### Input:

....

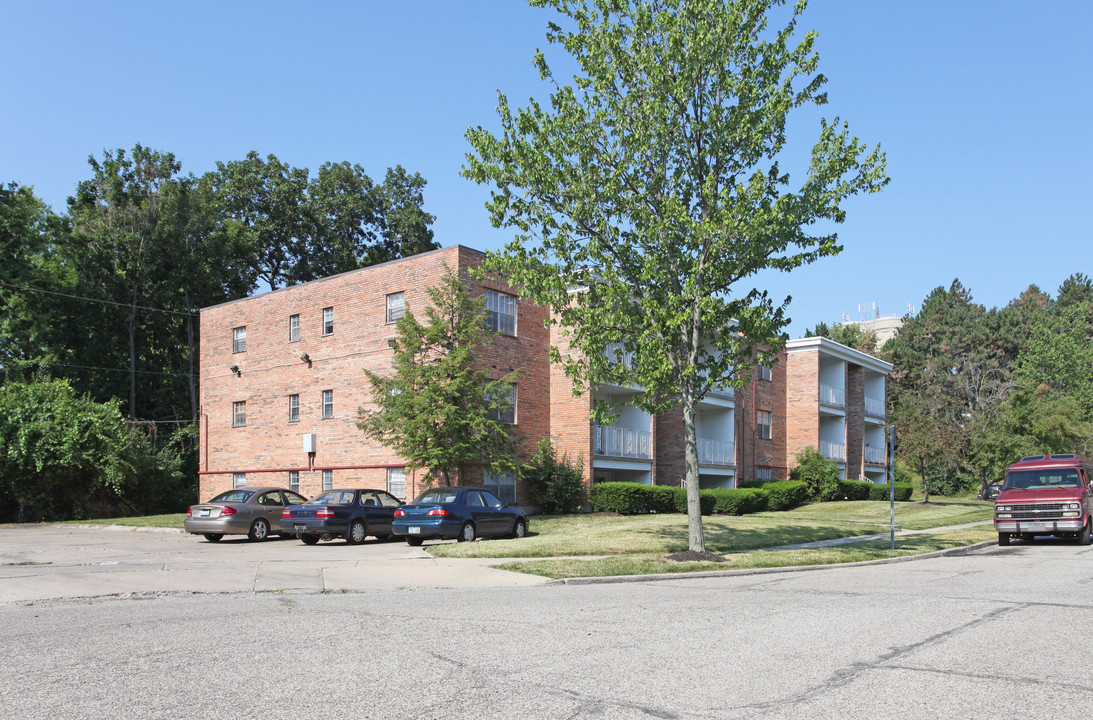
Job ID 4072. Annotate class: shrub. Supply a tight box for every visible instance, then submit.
[789,448,843,500]
[706,487,767,515]
[833,480,873,500]
[756,480,809,510]
[520,438,585,514]
[671,487,717,515]
[588,483,677,515]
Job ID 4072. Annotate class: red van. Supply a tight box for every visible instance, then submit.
[995,455,1093,545]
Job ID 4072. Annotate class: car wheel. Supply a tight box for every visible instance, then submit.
[247,518,270,541]
[345,520,368,545]
[1078,518,1093,545]
[456,522,474,543]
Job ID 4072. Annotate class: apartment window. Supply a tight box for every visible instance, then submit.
[483,472,516,503]
[485,290,516,338]
[387,293,407,322]
[232,400,247,427]
[232,326,247,353]
[387,468,407,499]
[486,385,516,425]
[755,410,771,440]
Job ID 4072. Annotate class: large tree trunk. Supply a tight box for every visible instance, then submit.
[680,380,706,553]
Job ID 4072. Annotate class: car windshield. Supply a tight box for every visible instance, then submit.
[209,489,255,503]
[414,489,459,505]
[306,489,353,505]
[1002,468,1080,489]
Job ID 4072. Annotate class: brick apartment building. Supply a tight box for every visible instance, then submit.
[199,246,891,506]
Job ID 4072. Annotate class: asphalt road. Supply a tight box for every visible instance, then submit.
[0,526,1093,720]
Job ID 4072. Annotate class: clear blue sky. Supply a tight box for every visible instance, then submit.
[0,0,1093,337]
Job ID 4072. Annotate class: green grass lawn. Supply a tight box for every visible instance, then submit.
[430,499,994,558]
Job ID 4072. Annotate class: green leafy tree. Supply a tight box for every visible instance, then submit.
[357,270,516,485]
[463,0,888,552]
[520,438,585,514]
[0,380,181,522]
[789,448,841,501]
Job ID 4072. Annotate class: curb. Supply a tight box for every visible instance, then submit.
[543,540,995,586]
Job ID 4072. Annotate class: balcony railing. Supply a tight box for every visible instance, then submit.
[592,425,653,460]
[866,445,888,465]
[866,396,885,417]
[820,385,846,408]
[698,437,737,465]
[820,440,846,462]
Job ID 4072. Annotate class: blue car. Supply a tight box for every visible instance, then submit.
[281,488,402,545]
[391,487,528,545]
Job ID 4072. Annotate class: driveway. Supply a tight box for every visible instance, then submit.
[0,524,544,602]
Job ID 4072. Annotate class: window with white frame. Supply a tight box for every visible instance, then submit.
[486,385,516,425]
[755,410,771,440]
[483,471,516,503]
[485,288,516,338]
[232,326,247,353]
[232,400,247,427]
[387,293,407,322]
[387,468,407,499]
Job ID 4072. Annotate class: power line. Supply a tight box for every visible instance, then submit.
[0,282,199,317]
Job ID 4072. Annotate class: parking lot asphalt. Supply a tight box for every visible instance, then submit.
[0,524,545,602]
[0,523,991,602]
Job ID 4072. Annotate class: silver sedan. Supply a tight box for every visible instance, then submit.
[183,487,307,543]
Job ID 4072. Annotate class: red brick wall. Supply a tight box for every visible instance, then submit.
[199,247,550,503]
[786,351,820,476]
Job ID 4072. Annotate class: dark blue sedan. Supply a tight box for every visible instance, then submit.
[391,487,528,545]
[281,488,402,545]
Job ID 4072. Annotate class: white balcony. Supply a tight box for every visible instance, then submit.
[592,425,653,460]
[866,445,888,465]
[820,440,846,462]
[698,437,737,465]
[820,385,846,408]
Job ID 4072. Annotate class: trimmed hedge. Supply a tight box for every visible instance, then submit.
[588,483,679,515]
[756,480,809,510]
[869,483,915,503]
[706,487,768,515]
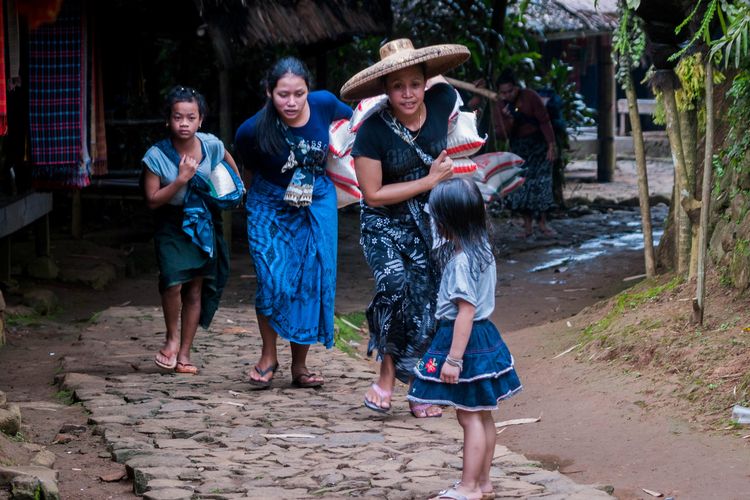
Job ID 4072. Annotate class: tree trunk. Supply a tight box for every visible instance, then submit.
[693,61,714,325]
[596,35,615,182]
[679,110,698,278]
[661,79,691,274]
[625,71,656,278]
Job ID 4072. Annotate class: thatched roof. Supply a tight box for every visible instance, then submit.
[511,0,617,39]
[195,0,392,47]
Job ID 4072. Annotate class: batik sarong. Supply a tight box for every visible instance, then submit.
[246,175,338,347]
[360,199,440,382]
[506,134,555,217]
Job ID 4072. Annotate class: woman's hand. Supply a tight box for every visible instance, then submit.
[177,155,198,184]
[427,150,453,186]
[440,363,461,384]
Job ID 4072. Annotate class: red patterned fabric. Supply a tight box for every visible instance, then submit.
[0,2,8,135]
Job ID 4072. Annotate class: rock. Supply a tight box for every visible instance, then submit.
[57,424,89,434]
[10,476,42,500]
[143,488,193,500]
[99,469,128,483]
[52,433,78,444]
[26,257,60,280]
[0,403,21,436]
[59,262,117,290]
[31,450,57,469]
[23,288,60,316]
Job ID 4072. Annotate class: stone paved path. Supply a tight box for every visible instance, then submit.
[55,307,611,500]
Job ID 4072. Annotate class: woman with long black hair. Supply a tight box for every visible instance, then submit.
[235,57,352,389]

....

### Written exercise:
Copy every item above word for word, leaving out the pictures.

### Response to the task:
Job ID 4072. Annotate class: shrub. Supply a tight box for every visible instance, then submit.
[789,448,843,500]
[706,487,767,515]
[833,480,873,500]
[756,480,809,510]
[520,438,585,514]
[671,487,717,515]
[588,483,677,515]
Job ID 4072. Annotate class: red van. Supply a tight box for every visible instance, then submit.
[995,455,1093,545]
Job ID 4072. Annotate class: car wheel. Supply a tight box for every visible instance, then submit.
[247,518,270,541]
[345,520,368,545]
[1078,518,1093,545]
[456,522,474,543]
Job ID 4072. Annotate class: apartment window. Supply a tight box for every visible instance, then submit.
[483,472,516,503]
[485,290,516,338]
[387,293,407,322]
[232,400,247,427]
[232,326,247,353]
[387,468,407,499]
[486,385,516,425]
[755,410,771,440]
Job ID 4072. Annotate class: large tree trunk. Supply a tight box for every visible instance, then submit.
[680,380,706,553]
Job ID 4072. Annotate class: car windshield. Supply a tight box for every visible instance, then submit.
[209,489,255,503]
[414,489,459,505]
[306,489,353,505]
[1002,468,1080,489]
Job ID 4072. Annotate class: brick apartment building. Supply a tight box for every visible instance, then submit.
[199,246,891,506]
Job ID 4072. Annotate class: asphalt road. Supply a tight box for every visible instance, then submit.
[0,526,1093,720]
Job ID 4072. Annotate class: clear blue sky. Supply a tight box for every visible instance, then submit.
[0,0,1093,337]
Job ID 4072. Annotate class: green grass lawn. Supply a tight box for every visible instance, then submit.
[430,499,994,558]
Job ID 4072. Annotate class: green leafy tree. Supply a tight box for every visible instance, then submit.
[357,270,516,485]
[463,0,888,552]
[520,438,585,514]
[0,380,181,522]
[789,448,841,501]
Job ID 4072. Annotate class: curb. Supply a tight box for every visible instance, then submit.
[543,540,995,586]
Job ID 4072. Annotate class: balcony railing. Supply a tight box for every visible instance, then submit.
[592,425,653,460]
[866,445,888,465]
[866,396,885,417]
[820,385,846,408]
[698,437,737,465]
[820,440,846,462]
Job ID 4072. Annotate class: blue car. Supply a tight box for every visible instance, then submit.
[281,488,402,545]
[391,487,528,545]
Job ID 4072. Annotate class: driveway. Supply a tight box for every visible instance, then submit.
[0,524,544,602]
Job ID 4072. Annotate class: window with white frame. Supply a tight box for every visible instance, then submit.
[486,385,516,425]
[755,410,771,440]
[483,471,516,503]
[485,288,516,338]
[232,326,247,353]
[232,400,247,427]
[387,293,407,322]
[387,468,407,499]
Job ID 4072. Annotate class: power line. Supply a tight box for every visible instance, then submit.
[0,282,199,317]
Job ID 4072. Annotate class: parking lot asphalt. Supply a tight box for every visible instance, then submit.
[0,524,545,602]
[0,523,991,602]
Job ID 4072. Annotate class: silver sedan. Supply a tight box for every visible instance, then submit.
[183,487,307,543]
Job ID 4072. Annotate class: red brick wall. Supply a tight box for every visible instance, then submit.
[199,247,550,503]
[786,351,820,476]
Job ID 4072. Annotate class: dark blue sedan. Supply a tight box for every visible instance, then submit.
[391,487,528,545]
[281,488,402,545]
Job ID 4072. Annotate class: white balcony. Supply a tight box for every visible instance, then submit.
[592,425,653,460]
[866,445,888,465]
[820,440,846,462]
[698,437,737,465]
[820,385,846,408]
Job ID 4072. Annotate class: trimmed hedge. Supply a tight box for every visible instance, then submit.
[588,483,679,515]
[756,480,809,510]
[869,483,915,503]
[706,487,768,515]
Job ID 4072. Annotate class: tree trunk. Supply a tight box for every visible instance, then submit.
[693,61,714,325]
[596,35,615,182]
[679,110,698,278]
[661,79,691,274]
[625,71,656,278]
Job ID 4072. Annotate class: thatched roof. Supply a tight box for every visible instance, then submit.
[511,0,617,39]
[195,0,392,47]
Job ID 4072. Annotate class: batik sarong. Supply a tight box for every visible instance, then submit.
[246,175,338,347]
[360,199,440,382]
[506,134,555,217]
Job ID 4072. Annotate class: woman's hand. Supply a tight box for every visible instance, then submit.
[177,155,198,184]
[427,150,453,186]
[440,363,461,384]
Job ID 4072. Annotate class: red patterned fabric. Supply a tight box for every visible instance, then submit.
[0,2,8,135]
Job ID 4072. Annotate class: rock. Supply a tight box for every visible instance, then submit.
[57,424,89,434]
[10,476,42,500]
[143,488,193,500]
[99,469,128,483]
[52,433,78,444]
[26,257,60,280]
[0,403,21,436]
[59,262,117,290]
[31,450,57,469]
[23,288,60,316]
Job ID 4072. Annotate class: stone paved path. Supply a tight box for every visible instance, then submit.
[55,307,611,500]
Job ID 4072. Annotate class: woman with long black hair. Supply a tight box for every visible instance, then submit.
[235,57,352,389]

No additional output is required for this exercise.